***** MATERIAL FOR THIS EXERCISE

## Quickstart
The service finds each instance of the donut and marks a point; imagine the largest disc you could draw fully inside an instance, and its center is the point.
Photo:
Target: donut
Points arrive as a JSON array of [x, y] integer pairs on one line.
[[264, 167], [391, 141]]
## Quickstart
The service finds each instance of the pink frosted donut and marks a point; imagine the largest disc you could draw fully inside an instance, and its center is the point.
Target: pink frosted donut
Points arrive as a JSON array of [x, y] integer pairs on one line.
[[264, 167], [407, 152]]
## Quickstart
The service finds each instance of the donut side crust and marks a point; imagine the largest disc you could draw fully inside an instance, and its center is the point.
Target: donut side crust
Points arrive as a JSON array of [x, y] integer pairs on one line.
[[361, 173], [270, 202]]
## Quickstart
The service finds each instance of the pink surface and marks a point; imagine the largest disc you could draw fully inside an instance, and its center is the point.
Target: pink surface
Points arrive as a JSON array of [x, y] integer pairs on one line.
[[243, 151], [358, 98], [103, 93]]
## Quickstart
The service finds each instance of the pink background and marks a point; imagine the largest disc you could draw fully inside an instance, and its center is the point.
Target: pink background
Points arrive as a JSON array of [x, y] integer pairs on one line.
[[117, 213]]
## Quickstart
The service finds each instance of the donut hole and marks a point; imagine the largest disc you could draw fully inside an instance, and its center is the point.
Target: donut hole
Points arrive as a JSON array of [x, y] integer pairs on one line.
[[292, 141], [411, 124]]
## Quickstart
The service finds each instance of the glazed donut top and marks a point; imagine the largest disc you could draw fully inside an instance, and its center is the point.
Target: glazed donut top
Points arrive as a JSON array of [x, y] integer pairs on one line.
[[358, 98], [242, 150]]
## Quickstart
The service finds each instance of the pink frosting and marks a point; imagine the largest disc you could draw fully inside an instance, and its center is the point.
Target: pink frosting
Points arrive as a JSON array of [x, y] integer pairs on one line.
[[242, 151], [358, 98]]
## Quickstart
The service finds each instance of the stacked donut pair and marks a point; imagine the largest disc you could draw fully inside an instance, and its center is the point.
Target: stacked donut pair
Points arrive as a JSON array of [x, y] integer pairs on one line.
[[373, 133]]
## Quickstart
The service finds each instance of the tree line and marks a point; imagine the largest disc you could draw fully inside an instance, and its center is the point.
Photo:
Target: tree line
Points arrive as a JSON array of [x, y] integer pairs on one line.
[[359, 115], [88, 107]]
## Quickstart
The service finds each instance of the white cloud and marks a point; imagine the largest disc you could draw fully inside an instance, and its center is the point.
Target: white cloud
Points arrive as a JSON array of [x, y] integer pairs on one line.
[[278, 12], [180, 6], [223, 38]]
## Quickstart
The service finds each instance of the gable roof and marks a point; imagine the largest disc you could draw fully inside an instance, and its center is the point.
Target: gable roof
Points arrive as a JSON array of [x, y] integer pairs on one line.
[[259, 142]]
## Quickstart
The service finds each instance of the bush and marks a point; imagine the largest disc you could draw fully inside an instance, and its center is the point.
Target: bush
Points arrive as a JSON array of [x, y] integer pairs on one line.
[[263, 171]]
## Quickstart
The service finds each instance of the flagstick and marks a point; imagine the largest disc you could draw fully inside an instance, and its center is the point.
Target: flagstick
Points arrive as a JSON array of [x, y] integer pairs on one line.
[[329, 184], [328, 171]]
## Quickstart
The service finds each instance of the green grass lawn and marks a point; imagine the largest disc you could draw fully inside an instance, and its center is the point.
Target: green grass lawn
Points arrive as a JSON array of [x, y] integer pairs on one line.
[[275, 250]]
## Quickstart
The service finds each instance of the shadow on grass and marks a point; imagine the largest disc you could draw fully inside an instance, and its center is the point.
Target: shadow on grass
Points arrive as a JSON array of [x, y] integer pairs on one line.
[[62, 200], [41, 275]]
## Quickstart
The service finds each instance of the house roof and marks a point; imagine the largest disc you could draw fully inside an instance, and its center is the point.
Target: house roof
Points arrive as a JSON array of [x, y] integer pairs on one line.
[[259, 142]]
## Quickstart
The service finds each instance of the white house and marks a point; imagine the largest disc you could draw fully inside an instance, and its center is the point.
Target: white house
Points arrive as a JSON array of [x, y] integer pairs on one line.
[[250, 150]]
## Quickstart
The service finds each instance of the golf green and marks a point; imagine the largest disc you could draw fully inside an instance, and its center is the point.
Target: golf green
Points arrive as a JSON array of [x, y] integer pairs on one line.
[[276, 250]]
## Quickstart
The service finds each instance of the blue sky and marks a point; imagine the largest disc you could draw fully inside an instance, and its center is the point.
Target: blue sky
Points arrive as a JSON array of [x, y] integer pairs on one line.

**********

Line by line, reproduce the data exactly.

RESULT BELOW:
## Quickstart
The service finds each instance of the donut and marks a point; imagine the largest disc you could draw fully inside an instance, and its center is the point.
Photo:
Target: donut
Points arrive as a JSON array of [x, y] integer pairs on one line.
[[264, 167], [391, 141]]
## Quickstart
The service finds each instance of the pink frosted donut and marks a point; imagine the largest disc you could draw fully inside an instance, and its center is the point.
Target: pink frosted donut
Points arrive as a JSON array of [x, y] integer pairs on one line.
[[264, 167], [407, 152]]
## Quickstart
The service finds each instance of the donut side crust and marks a point; imagine the largest disc you could draw fully inside an instance, and its center is the point.
Target: donut side crust
Points arrive as a JSON array of [x, y] integer pairs on one line.
[[361, 173], [270, 202]]
## Quickstart
The service finds each instance of the pink surface and marks a point; imagine the largest disc you could draw fully inside an instance, and its center is the point.
Target: pink surface
Points arrive as a JSON array of [x, y] integer pairs on one line.
[[243, 151], [358, 98], [103, 93]]
## Quickstart
The service finds each instance of the pink background and marks a point; imagine the largest disc you could draw fully inside an instance, and its center is the point.
Target: pink background
Points arrive as a JSON array of [x, y] integer pairs on one line.
[[117, 213]]
## Quickstart
The service finds each instance of the donut hole and marks a point; imagine the largest disc you could draw fully inside an instance, and its center is the point.
Target: donut hole
Points arrive as a JSON array of [x, y] integer pairs on one line.
[[292, 141], [411, 124]]
## Quickstart
The service finds each instance of the glazed donut top and marks a point; imagine the largest disc you could draw fully inside an instance, and its center is the point.
Target: glazed donut top
Points arrive as a JSON array of [x, y] integer pairs on one line.
[[358, 98], [242, 150]]
## Quickstart
The service finds each instance of the pink frosting and marks a point; imagine the largest disc you could draw fully inside an instance, and its center is the point.
Target: pink frosting
Points arrive as a JSON array of [x, y] integer pairs on one line.
[[242, 151], [358, 98]]
## Quickstart
The service finds each instance of the stacked donut pair and marks a point; imagine the largest disc you could draw fully inside an instance, and its center is the point.
Target: stacked donut pair
Points arrive as a JSON array of [x, y] integer pairs on one line.
[[373, 133]]
## Quickstart
The service finds each instance of the tree line and marks a point; imagine the largest disc you could draw fully inside an instance, and its center is the point.
Photo:
Target: tree line
Points arrive as a JSON array of [x, y] integer pairs on one line.
[[359, 115], [88, 107]]
## Quickstart
The service finds each instance of the white cloud and marks a point; imagine the largest disc you could draw fully inside an instance, and its center is the point.
Target: white cloud
Points arrive as a JSON array of [x, y] integer pairs on one line.
[[278, 12], [180, 6], [223, 38]]
## Quickstart
The service finds each instance of the gable roof and marks a point; imagine the largest disc you could draw fully inside an instance, and its center is the point.
Target: gable roof
Points arrive as a JSON array of [x, y] integer pairs on one line.
[[259, 142]]
## Quickstart
The service finds each instance of the bush and marks a point; imagine the largest disc you could draw fully inside an instance, and its center is the point.
Target: bush
Points arrive as a JSON array of [x, y] integer pairs on one line.
[[263, 171]]
## Quickstart
The service finds each instance of the flagstick and marks a point; imagine the largest disc you could draw fully inside an instance, and its center is the point.
Target: flagstick
Points arrive as a JSON array of [x, y] integer pairs on one line.
[[329, 184], [328, 171]]
## Quickstart
The service finds each instance of the green grass lawn and marks a point; imagine the largest disc you could draw fully inside an instance, and its center is the point.
Target: green grass lawn
Points arrive as a JSON array of [x, y] integer pairs on one line.
[[275, 250]]
## Quickstart
The service finds each instance of the shadow on grass and marks a point; imagine the largest disc you could draw fully inside an instance, and its center is the point.
Target: shadow on grass
Points arrive as a JSON array of [x, y] integer pairs on one line.
[[62, 200], [41, 275]]
## Quickstart
The service finds each instance of the house roof and marks a point; imagine the largest disc you could draw fully inside an instance, and its center is the point.
Target: house roof
Points arrive as a JSON array of [x, y] integer pairs on one line.
[[259, 142]]
## Quickstart
The service finds each instance of the white house and marks a point; imagine the largest disc you could draw fully inside an instance, and its center is the point.
Target: white house
Points arrive as a JSON array of [x, y] integer pairs on one line.
[[250, 150]]
## Quickstart
The service finds each instance of the golf green and marks a point; imagine the largest disc you could draw fully inside an instance, and its center is the point.
Target: golf green
Points arrive as a JSON array of [x, y] integer pairs on one line.
[[276, 250]]
## Quickstart
The service finds each instance of the blue sky and marks a point; imagine the largest disc you could draw fully inside an instance, and its center is the point.
Target: blue sky
Points arrive as a JSON array of [x, y] integer pairs on one line.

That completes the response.